**WORK INSTRUCTION**
Give back every record exactly.
'''
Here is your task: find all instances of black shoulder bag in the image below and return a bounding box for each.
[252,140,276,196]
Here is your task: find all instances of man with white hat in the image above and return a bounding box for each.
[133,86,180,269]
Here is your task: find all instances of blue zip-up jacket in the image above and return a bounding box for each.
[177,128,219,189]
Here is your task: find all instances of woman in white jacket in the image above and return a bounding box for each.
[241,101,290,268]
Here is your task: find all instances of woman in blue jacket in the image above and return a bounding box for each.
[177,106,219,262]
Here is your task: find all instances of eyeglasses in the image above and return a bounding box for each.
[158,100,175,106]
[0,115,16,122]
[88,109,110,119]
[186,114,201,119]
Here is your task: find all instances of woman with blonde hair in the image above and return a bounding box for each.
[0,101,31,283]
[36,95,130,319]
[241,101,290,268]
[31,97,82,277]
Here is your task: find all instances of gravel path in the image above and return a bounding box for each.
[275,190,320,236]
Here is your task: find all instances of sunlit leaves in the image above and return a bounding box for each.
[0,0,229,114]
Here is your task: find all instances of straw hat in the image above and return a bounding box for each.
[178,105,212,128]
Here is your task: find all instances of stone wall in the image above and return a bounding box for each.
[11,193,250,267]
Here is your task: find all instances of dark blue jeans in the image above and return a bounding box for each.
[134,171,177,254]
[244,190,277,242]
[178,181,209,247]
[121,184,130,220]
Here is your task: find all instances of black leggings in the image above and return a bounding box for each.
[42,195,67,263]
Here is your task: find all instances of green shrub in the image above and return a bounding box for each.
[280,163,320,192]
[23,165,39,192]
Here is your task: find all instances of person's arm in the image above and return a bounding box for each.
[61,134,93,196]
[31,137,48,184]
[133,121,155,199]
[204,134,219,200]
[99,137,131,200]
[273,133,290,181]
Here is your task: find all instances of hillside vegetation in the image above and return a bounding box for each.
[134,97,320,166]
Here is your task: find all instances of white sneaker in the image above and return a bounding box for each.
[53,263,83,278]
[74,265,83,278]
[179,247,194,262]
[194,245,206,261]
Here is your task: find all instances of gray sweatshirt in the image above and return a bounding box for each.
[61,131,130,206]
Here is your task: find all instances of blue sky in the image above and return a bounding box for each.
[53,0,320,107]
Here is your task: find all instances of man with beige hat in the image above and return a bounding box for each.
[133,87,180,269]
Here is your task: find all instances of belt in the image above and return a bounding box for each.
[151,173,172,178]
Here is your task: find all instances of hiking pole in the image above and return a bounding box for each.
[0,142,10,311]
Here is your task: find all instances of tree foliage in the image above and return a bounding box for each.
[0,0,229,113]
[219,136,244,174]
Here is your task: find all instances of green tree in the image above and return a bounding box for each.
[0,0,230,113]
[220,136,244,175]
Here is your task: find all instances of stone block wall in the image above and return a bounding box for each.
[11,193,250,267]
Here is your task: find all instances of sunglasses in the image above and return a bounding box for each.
'''
**OUTPUT OF THE TASK**
Here is your task: find all instances of black shoulder bag in the image below and return a bounding box for each.
[252,140,276,196]
Here is your task: find all instances of man with white hat in the image above and return a bounding box for each.
[133,86,180,269]
Here is your task: find all instances of blue zip-up jacket in the image above and return a bounding box for each.
[177,128,219,189]
Here is your task: find all instances of woman in white jacket in the image above and return a bounding box for each.
[241,101,290,268]
Here is your task: find all instances of woman in blue jacket in the image above and return a bounding box for each.
[177,106,219,262]
Here is your task: find all instances of eyeglasses in the image above and return a bounding box for each.
[158,100,175,106]
[0,115,16,122]
[88,109,110,119]
[186,114,201,119]
Here is your task: find all instances of woman with blonde hair in the image above and return a bounding box for each.
[0,101,31,283]
[36,95,130,319]
[241,101,290,268]
[31,97,82,277]
Here is your task: find all instances of gravel path in the image above and return a bounding box for each.
[275,190,320,236]
Here is your task: find all instances of sunlit leaves in the image above and return a bounding box for each.
[0,0,229,114]
Here is your task: find all instances of straw hat in the image above and return a bounding box for each.
[178,105,212,128]
Here is your task: find all instances of stone wall in the image above and return a bounding box for each.
[11,193,250,267]
Here is your task: find all instances of dark blue jeans in the image above and return a bounding box for each.
[134,171,177,254]
[244,190,277,242]
[178,181,209,247]
[121,184,130,220]
Here is your task: find all instances of black leggings in the image above and return a bounding box for each.
[42,195,67,263]
Here is your task: find all instances of green shrub in the image above and return a bounding box for each.
[280,163,320,192]
[23,165,39,192]
Here is your task: find all instances of person's arm in the image above and return a bounding box for each.
[61,134,93,196]
[31,137,48,184]
[133,121,155,199]
[204,134,219,200]
[99,137,131,200]
[273,133,290,181]
Here is your task: find all instances of hillside vegetation in the image above and return a bounding box for each.
[134,97,320,166]
Here is your task: find all instances of white sneaker in the image above and return a bounding box for each.
[53,263,83,278]
[74,265,83,278]
[179,247,194,262]
[194,245,206,261]
Here is your task: find all instances of gray sweatshirt in the image above and return a bounding box for each.
[61,131,130,206]
Here is your task: find all instances of blue sky in the image above and return a bounding box for each.
[53,0,320,107]
Here is your task: find all instances of man with beige hat in the image above and return a bounding box for each.
[133,87,180,269]
Here is your task: find all instances of belt in the image above and return a bounding box for each.
[151,173,172,178]
Here is your task: find all instances of hiking pole in the image above and return a bounding box for each.
[0,142,10,311]
Here is your task: find all instances of tree foliage in the image above and return a bounding box for each.
[0,0,229,113]
[219,136,244,174]
Here is your task: find all instances of green tree in the image above and return a bounding box for each.
[0,0,230,113]
[220,136,244,175]
Here is your task: find all instances of stone block wall in the image above and return a bounding box for each.
[11,193,250,267]
Here is your task: find all instances of sunglasses in the image above and return a bounding box for each.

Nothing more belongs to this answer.